#### MATERIAL SUPPLIED

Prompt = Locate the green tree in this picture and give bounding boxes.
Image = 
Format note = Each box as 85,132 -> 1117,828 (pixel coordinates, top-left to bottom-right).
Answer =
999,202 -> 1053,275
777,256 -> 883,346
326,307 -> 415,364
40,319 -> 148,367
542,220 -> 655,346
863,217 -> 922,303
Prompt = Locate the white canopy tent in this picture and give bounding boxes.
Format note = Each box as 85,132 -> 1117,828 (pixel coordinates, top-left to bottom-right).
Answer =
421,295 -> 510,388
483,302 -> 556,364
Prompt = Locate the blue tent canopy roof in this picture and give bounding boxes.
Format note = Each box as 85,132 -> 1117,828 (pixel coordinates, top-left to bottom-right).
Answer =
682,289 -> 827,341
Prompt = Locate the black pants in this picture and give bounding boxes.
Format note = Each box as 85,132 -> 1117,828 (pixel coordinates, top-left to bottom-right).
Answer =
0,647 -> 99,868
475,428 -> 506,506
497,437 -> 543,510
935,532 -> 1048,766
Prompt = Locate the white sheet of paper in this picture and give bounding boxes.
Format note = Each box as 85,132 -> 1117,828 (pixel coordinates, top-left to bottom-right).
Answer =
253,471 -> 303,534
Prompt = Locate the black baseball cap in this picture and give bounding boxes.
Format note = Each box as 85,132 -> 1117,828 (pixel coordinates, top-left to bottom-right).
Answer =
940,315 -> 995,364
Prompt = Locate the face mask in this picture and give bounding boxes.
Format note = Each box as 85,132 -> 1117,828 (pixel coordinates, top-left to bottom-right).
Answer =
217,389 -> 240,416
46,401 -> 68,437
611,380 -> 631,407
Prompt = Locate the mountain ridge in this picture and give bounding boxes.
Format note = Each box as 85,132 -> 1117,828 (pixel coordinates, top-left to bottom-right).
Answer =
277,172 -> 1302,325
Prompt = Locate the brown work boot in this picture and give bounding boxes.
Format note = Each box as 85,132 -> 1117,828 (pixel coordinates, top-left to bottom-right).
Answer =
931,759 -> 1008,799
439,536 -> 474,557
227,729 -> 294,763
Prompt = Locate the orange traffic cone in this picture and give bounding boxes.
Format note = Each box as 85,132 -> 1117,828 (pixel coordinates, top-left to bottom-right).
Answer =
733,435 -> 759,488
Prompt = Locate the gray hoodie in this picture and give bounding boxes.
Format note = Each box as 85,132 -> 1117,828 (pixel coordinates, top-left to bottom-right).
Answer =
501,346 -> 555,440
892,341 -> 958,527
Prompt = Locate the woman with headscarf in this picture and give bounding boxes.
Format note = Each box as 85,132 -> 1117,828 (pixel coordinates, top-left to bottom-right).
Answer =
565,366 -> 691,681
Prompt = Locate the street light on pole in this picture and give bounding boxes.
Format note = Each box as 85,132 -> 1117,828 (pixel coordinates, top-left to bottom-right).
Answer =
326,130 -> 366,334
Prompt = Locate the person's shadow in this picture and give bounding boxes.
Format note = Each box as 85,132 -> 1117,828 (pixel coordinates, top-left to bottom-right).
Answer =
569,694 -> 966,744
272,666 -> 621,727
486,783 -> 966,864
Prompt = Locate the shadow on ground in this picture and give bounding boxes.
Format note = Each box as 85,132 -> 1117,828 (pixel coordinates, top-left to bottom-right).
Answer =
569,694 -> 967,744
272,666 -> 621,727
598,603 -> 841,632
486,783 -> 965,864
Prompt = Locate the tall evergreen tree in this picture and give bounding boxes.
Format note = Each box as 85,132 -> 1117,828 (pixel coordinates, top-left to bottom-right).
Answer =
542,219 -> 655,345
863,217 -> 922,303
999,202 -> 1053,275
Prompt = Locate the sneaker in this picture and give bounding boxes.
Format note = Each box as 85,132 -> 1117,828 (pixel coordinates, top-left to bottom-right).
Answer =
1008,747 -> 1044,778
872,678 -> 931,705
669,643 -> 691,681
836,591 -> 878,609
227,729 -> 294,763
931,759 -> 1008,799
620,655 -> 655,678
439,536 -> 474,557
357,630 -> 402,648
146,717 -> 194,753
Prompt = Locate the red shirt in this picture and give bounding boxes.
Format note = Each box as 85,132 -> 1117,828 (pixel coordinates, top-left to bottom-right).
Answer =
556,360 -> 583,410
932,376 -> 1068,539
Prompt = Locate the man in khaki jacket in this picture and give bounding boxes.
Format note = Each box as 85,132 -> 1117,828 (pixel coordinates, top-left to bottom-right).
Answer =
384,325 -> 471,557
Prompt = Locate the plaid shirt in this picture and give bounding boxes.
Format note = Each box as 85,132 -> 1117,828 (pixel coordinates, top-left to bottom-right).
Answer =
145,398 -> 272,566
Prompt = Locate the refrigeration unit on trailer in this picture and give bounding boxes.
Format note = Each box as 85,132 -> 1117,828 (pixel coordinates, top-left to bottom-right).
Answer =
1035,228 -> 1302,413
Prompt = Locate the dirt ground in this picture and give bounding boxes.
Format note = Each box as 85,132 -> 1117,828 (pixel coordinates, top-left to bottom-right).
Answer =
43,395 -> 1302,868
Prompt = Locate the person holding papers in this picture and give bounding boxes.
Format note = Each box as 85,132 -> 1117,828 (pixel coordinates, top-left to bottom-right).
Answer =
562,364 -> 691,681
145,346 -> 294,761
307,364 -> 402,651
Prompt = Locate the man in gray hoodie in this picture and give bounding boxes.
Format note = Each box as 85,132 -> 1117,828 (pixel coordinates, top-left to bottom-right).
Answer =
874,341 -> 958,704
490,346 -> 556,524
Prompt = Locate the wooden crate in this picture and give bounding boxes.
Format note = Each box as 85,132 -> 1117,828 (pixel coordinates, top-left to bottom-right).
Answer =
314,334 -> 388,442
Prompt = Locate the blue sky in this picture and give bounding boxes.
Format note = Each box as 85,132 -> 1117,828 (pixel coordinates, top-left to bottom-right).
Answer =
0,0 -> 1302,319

########

Please copy the records from the line that contains "Prompt = Locate the man in khaki" through the line that contains "145,398 -> 272,566", renaming "plaid shirt" as "checkered shirt" and leaving everything else unchanged.

Prompt = Locate the man in khaki jacket in this picture and give bounding boxes.
Format note = Each box as 85,132 -> 1117,828 (pixel coordinates, top-left to bottom-right).
Answer =
384,325 -> 471,557
Prompt = Locate the checkered shirt in this picture and give bounding boxes.
Format note = Each box as 85,132 -> 1117,828 (pixel coordinates, top-left to bottom-right).
Answer =
145,398 -> 272,566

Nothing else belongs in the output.